▶ _Dataset rows_
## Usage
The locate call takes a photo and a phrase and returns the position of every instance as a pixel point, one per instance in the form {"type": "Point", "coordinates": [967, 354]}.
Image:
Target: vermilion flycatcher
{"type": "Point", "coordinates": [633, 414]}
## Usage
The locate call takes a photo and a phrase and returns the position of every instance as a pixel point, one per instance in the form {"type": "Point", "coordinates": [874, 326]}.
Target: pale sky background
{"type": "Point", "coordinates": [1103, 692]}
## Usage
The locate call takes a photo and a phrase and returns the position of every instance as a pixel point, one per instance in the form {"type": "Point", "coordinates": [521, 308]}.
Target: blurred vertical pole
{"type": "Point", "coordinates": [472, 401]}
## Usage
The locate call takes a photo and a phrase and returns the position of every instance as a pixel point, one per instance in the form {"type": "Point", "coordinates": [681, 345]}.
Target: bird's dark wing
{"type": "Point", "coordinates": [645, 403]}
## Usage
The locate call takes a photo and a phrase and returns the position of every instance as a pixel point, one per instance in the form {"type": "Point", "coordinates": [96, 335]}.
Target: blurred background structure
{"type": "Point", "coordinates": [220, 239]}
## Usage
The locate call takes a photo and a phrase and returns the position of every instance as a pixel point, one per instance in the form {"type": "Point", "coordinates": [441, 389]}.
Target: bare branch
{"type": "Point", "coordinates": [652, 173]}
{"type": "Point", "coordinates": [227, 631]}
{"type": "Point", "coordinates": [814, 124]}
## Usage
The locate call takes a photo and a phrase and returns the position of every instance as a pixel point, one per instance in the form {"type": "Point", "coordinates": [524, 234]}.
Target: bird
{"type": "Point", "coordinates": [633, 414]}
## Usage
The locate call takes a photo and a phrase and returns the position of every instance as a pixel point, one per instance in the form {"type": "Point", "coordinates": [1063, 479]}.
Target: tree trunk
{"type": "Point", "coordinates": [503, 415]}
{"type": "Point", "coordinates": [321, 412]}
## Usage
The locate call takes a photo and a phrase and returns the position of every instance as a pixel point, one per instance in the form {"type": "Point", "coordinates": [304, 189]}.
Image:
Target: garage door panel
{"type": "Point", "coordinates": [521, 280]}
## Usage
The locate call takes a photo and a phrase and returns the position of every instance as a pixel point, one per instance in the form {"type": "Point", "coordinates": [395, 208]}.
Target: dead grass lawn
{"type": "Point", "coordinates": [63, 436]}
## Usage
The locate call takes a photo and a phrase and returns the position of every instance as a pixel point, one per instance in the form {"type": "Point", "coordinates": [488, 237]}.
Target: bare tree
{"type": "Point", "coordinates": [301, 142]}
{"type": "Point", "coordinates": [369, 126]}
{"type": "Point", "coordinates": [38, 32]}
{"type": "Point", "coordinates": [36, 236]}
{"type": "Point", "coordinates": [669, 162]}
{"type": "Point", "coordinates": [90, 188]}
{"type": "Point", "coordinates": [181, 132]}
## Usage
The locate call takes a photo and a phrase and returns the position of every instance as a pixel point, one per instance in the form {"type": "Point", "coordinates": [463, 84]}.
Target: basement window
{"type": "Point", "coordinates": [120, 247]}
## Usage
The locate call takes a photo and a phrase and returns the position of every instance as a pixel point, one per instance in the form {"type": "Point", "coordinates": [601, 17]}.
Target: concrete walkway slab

▶ _Prompt_
Locate each line in the entries above that contains the string "background", matching case exactly, and copy every such line.

▶ _Written response_
Target: pale sky background
Target: blurred background structure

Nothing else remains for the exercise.